▶ _Materials provided_
------------------------------------------------------------

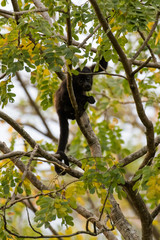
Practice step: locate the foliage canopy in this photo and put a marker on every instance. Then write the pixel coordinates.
(115, 159)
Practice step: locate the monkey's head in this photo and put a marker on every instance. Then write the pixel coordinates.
(83, 81)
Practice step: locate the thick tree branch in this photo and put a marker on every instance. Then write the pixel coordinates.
(33, 143)
(146, 219)
(127, 231)
(32, 178)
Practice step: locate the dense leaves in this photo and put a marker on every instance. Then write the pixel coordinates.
(35, 55)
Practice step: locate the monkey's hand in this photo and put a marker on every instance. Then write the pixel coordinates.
(91, 99)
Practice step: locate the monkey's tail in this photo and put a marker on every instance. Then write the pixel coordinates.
(63, 157)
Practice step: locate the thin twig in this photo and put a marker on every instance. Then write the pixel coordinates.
(147, 39)
(31, 224)
(142, 66)
(149, 48)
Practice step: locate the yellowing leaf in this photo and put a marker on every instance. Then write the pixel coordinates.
(46, 72)
(99, 39)
(115, 28)
(10, 129)
(157, 38)
(150, 24)
(115, 120)
(79, 23)
(112, 21)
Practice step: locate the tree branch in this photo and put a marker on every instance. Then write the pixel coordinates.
(36, 108)
(146, 219)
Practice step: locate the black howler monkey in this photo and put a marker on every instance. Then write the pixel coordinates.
(82, 83)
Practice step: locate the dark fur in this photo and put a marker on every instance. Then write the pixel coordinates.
(81, 84)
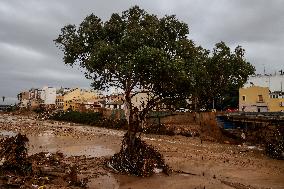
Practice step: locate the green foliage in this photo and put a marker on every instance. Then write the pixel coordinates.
(89, 118)
(137, 50)
(134, 50)
(219, 75)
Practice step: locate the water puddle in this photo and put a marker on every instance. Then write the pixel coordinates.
(104, 181)
(68, 145)
(7, 133)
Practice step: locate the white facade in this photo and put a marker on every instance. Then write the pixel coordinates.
(273, 82)
(48, 95)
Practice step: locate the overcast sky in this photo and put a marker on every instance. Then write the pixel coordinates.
(29, 58)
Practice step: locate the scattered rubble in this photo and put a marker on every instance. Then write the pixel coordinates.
(142, 160)
(18, 170)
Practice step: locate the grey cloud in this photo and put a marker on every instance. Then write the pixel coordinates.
(29, 58)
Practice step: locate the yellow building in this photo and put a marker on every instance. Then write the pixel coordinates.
(75, 97)
(259, 99)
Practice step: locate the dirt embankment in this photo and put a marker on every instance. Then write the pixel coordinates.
(196, 163)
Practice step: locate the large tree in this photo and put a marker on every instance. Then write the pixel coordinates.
(132, 51)
(219, 75)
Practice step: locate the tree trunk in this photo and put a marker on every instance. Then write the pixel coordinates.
(131, 133)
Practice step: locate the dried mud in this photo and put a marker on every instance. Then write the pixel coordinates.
(196, 163)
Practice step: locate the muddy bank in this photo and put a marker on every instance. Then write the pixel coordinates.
(201, 164)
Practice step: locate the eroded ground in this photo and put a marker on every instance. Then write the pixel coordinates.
(196, 164)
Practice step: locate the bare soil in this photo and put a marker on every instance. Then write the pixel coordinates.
(195, 163)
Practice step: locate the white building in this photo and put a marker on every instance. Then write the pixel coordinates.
(48, 95)
(275, 82)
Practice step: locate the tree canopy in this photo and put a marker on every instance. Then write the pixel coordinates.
(137, 50)
(134, 50)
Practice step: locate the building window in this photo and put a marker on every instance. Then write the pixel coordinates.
(260, 98)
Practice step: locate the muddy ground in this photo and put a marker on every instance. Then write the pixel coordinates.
(196, 163)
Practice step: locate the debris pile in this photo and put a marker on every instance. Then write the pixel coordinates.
(275, 148)
(18, 170)
(139, 159)
(14, 156)
(160, 129)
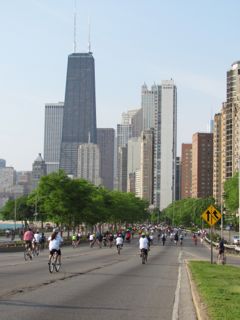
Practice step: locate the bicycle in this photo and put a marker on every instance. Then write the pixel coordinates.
(54, 262)
(119, 247)
(27, 253)
(36, 249)
(143, 255)
(221, 259)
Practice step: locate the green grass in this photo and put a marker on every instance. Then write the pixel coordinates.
(219, 289)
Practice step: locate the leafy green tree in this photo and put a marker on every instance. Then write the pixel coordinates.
(231, 193)
(24, 211)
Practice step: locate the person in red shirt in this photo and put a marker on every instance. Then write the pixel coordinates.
(28, 237)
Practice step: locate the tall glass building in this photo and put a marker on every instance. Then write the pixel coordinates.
(53, 135)
(79, 117)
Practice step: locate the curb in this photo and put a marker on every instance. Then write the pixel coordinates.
(201, 309)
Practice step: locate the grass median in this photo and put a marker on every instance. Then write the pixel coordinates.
(219, 289)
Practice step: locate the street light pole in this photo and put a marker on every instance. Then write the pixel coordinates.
(239, 191)
(15, 213)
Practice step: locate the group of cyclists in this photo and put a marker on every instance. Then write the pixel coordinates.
(35, 240)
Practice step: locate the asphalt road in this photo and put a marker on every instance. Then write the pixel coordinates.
(100, 284)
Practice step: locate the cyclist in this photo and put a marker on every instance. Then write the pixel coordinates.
(221, 250)
(110, 239)
(92, 239)
(176, 238)
(143, 244)
(36, 240)
(74, 240)
(119, 241)
(181, 239)
(194, 239)
(55, 241)
(163, 238)
(42, 240)
(28, 238)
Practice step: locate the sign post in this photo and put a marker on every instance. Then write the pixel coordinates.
(211, 216)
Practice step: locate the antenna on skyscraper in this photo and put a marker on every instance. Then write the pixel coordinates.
(75, 27)
(89, 31)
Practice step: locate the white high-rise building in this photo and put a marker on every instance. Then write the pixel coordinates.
(53, 135)
(7, 178)
(133, 158)
(89, 163)
(159, 107)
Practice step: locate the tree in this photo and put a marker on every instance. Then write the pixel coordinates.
(231, 193)
(24, 210)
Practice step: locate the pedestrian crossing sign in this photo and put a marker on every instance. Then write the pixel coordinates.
(211, 215)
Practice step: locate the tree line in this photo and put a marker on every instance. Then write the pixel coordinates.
(71, 202)
(187, 212)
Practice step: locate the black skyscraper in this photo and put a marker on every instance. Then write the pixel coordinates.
(79, 117)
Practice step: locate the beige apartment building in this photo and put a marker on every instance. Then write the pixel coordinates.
(202, 165)
(186, 171)
(227, 134)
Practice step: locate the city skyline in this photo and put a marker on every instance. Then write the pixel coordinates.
(175, 40)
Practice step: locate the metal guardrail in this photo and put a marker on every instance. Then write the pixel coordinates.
(229, 247)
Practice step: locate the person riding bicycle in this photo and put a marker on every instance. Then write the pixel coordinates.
(55, 241)
(74, 240)
(143, 244)
(119, 241)
(163, 238)
(28, 238)
(181, 239)
(36, 240)
(176, 238)
(221, 247)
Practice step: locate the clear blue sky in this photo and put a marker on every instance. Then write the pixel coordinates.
(133, 41)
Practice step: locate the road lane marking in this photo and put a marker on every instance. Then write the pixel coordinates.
(177, 291)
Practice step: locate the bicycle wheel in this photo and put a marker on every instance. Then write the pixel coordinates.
(51, 264)
(26, 255)
(143, 254)
(119, 249)
(57, 263)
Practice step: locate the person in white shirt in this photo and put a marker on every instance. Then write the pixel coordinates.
(143, 243)
(37, 237)
(55, 241)
(92, 239)
(119, 241)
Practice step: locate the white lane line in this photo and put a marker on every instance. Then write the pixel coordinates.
(177, 291)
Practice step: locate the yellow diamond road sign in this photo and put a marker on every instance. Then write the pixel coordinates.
(211, 215)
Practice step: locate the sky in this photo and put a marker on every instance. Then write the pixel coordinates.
(133, 41)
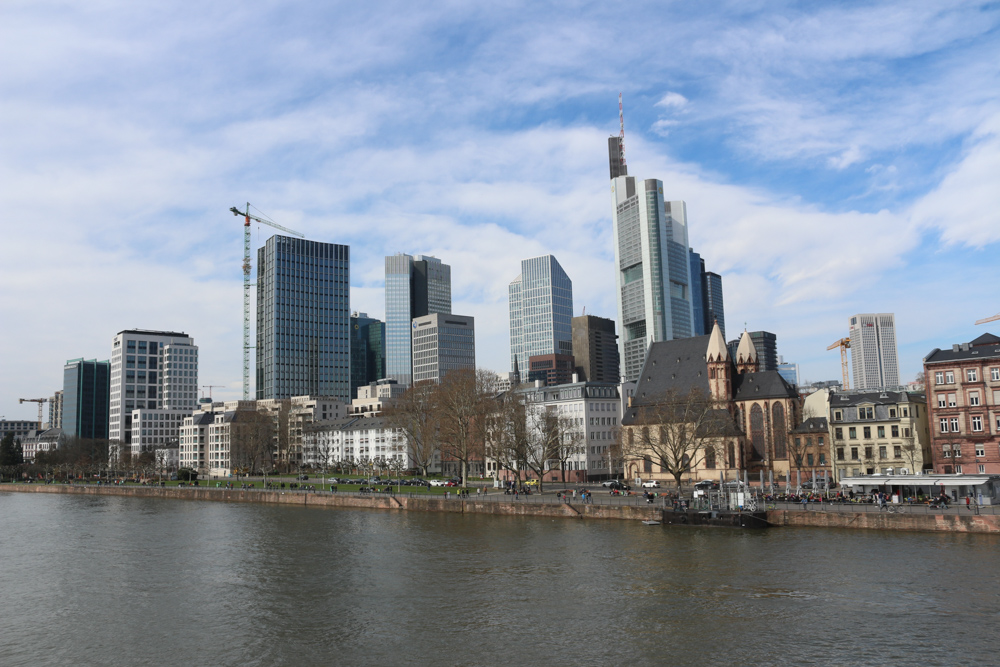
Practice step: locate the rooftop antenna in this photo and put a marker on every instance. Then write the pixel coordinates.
(621, 135)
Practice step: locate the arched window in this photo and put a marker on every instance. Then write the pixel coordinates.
(757, 431)
(778, 424)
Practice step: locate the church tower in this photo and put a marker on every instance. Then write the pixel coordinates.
(746, 355)
(719, 366)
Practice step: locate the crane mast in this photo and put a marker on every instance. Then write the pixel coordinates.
(247, 285)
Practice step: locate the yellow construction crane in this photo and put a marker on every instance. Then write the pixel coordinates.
(844, 344)
(40, 401)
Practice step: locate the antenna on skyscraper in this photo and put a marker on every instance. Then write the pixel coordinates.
(621, 135)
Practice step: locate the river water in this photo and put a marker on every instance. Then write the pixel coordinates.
(123, 581)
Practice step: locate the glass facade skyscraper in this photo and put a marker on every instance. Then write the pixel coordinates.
(414, 286)
(303, 319)
(86, 398)
(541, 311)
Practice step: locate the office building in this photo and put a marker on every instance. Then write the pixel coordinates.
(874, 359)
(367, 351)
(442, 342)
(653, 269)
(541, 311)
(595, 349)
(154, 371)
(303, 319)
(415, 286)
(85, 398)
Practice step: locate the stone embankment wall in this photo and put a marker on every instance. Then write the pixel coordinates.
(386, 502)
(955, 523)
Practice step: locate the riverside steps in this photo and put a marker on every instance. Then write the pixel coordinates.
(632, 508)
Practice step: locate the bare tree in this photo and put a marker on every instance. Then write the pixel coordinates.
(463, 402)
(414, 414)
(678, 431)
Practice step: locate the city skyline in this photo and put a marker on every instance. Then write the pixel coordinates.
(823, 174)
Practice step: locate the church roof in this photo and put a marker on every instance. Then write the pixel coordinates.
(763, 384)
(746, 350)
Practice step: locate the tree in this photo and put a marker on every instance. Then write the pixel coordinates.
(414, 414)
(678, 431)
(463, 403)
(251, 441)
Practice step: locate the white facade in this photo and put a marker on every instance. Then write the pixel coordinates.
(874, 358)
(653, 277)
(150, 370)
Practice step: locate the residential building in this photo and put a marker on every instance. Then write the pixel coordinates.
(55, 410)
(367, 351)
(595, 349)
(303, 319)
(766, 344)
(442, 343)
(85, 398)
(653, 271)
(876, 432)
(415, 286)
(963, 395)
(754, 410)
(541, 311)
(153, 371)
(551, 369)
(874, 360)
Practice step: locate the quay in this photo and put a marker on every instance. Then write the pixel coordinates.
(627, 508)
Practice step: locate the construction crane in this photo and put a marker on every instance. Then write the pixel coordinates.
(247, 285)
(210, 387)
(40, 401)
(844, 344)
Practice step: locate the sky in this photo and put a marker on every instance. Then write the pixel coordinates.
(836, 158)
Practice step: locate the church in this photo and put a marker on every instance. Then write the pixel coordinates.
(744, 423)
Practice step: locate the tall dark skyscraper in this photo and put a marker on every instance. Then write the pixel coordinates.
(415, 286)
(303, 319)
(86, 398)
(367, 351)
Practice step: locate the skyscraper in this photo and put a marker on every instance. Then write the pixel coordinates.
(541, 311)
(874, 359)
(86, 394)
(653, 269)
(303, 319)
(414, 286)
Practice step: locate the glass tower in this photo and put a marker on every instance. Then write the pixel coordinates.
(414, 286)
(303, 319)
(541, 311)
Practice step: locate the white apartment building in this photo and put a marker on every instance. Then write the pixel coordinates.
(154, 371)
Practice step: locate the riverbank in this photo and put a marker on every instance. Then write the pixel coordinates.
(500, 505)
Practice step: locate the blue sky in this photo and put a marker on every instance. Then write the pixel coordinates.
(835, 158)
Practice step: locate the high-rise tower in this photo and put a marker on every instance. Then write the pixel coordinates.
(541, 311)
(414, 286)
(303, 319)
(874, 359)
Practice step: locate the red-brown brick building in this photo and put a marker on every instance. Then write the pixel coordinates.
(963, 398)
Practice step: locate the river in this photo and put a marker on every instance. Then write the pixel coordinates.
(124, 581)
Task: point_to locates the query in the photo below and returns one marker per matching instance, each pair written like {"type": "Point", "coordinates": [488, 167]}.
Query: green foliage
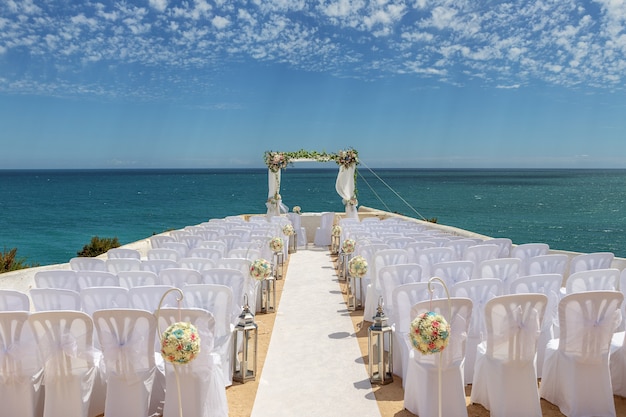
{"type": "Point", "coordinates": [98, 246]}
{"type": "Point", "coordinates": [10, 262]}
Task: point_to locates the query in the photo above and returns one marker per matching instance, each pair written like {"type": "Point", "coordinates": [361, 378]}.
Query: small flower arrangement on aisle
{"type": "Point", "coordinates": [180, 343]}
{"type": "Point", "coordinates": [357, 267]}
{"type": "Point", "coordinates": [429, 333]}
{"type": "Point", "coordinates": [288, 230]}
{"type": "Point", "coordinates": [348, 246]}
{"type": "Point", "coordinates": [260, 269]}
{"type": "Point", "coordinates": [276, 244]}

------------------------------------------------------------

▶ _Requirements_
Starting at the line that holds "Practice step: locate the white apartment", copy each line exactly through the end of the listing, both ends included. Leave the pictures out.

▶ _Answer for this exercise_
Practice step: locate the white apartment building in this photo and put a marker on every instance. Then write the pixel coordinates.
(154, 371)
Practice step: locate the riverbank in this photo and put a marker on every instance. Then write the pixel coordinates.
(500, 505)
Practice step: locate the blue sky in this photo and put a marker on every instance. Then write the pixel coordinates.
(835, 158)
Practice step: locate the high-rise tower in this photo and put a marker on every instance. Then write the pixel coordinates.
(541, 311)
(414, 286)
(303, 319)
(874, 359)
Practice step: locate the red-brown brick building in this photo and put a marker on every instance. Then write the pixel coordinates.
(963, 398)
Practice step: locate the river in this photo and put a marker on every instance. Then write the pixel coordinates.
(124, 581)
Task: point_to locates the query in the photo below and returns one marker per matching instance, each pair written like {"type": "Point", "coordinates": [488, 167]}.
Query: green foliage
{"type": "Point", "coordinates": [98, 246]}
{"type": "Point", "coordinates": [10, 262]}
Task: point_to locates the query in the photo above and returns one marker per matching instance, each pair written like {"type": "Point", "coordinates": [361, 378]}.
Query: small flower arrangement on aisle
{"type": "Point", "coordinates": [180, 343]}
{"type": "Point", "coordinates": [357, 267]}
{"type": "Point", "coordinates": [429, 333]}
{"type": "Point", "coordinates": [288, 230]}
{"type": "Point", "coordinates": [348, 246]}
{"type": "Point", "coordinates": [260, 269]}
{"type": "Point", "coordinates": [276, 244]}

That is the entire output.